Segment Open

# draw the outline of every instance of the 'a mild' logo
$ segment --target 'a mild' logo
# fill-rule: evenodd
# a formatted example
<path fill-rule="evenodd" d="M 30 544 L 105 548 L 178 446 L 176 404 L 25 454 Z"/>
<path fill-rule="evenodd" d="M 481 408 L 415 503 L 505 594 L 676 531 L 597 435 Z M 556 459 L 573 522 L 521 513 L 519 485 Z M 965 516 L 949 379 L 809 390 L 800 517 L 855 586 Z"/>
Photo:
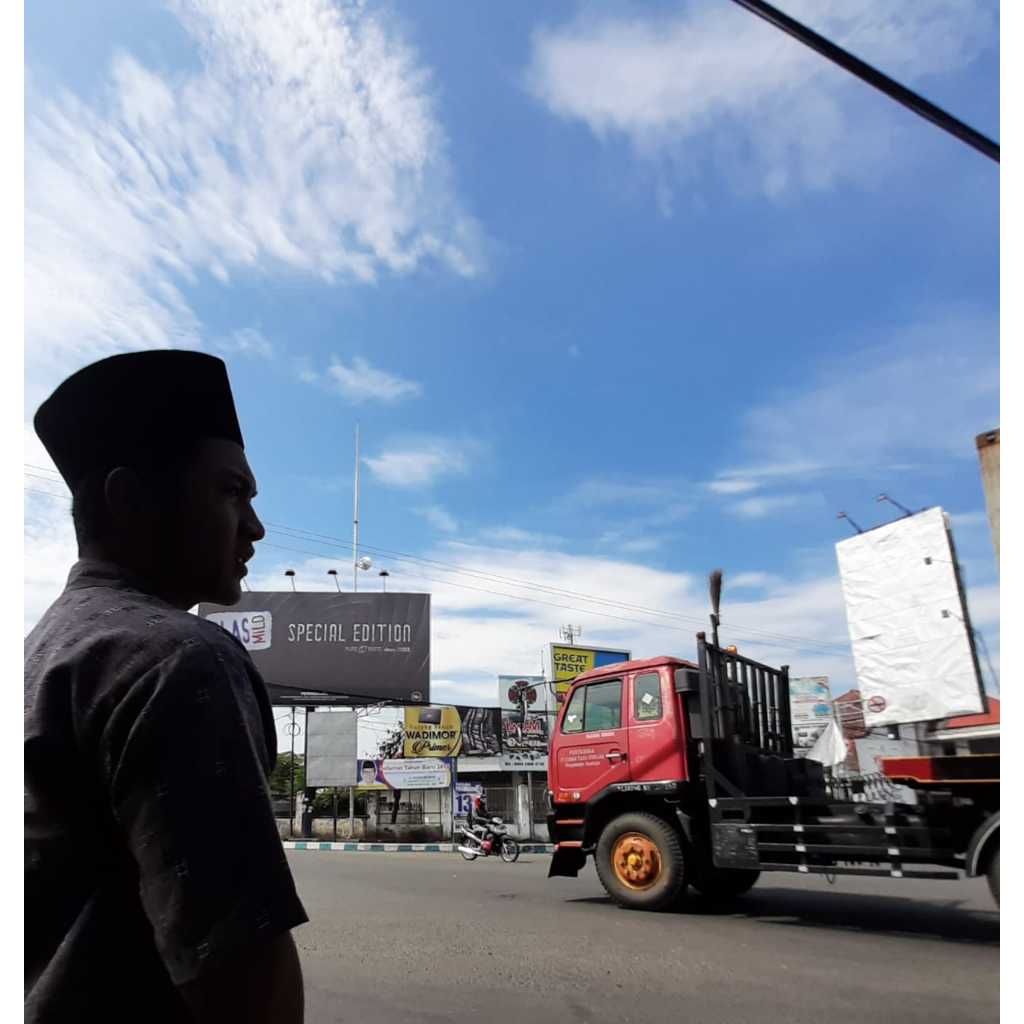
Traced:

Segment Closed

_Prompt_
Retype every line of the listing, word for word, from its opening line to the line that holds "30 544 L 105", and include that last line too.

_Response box_
# draw the outline of every instance of the 'a mild' logo
$ segment --target 'a mild' logo
# fill-rule: evenodd
# a formatted example
<path fill-rule="evenodd" d="M 30 544 L 105 548 L 178 446 L 176 404 L 25 454 Z"/>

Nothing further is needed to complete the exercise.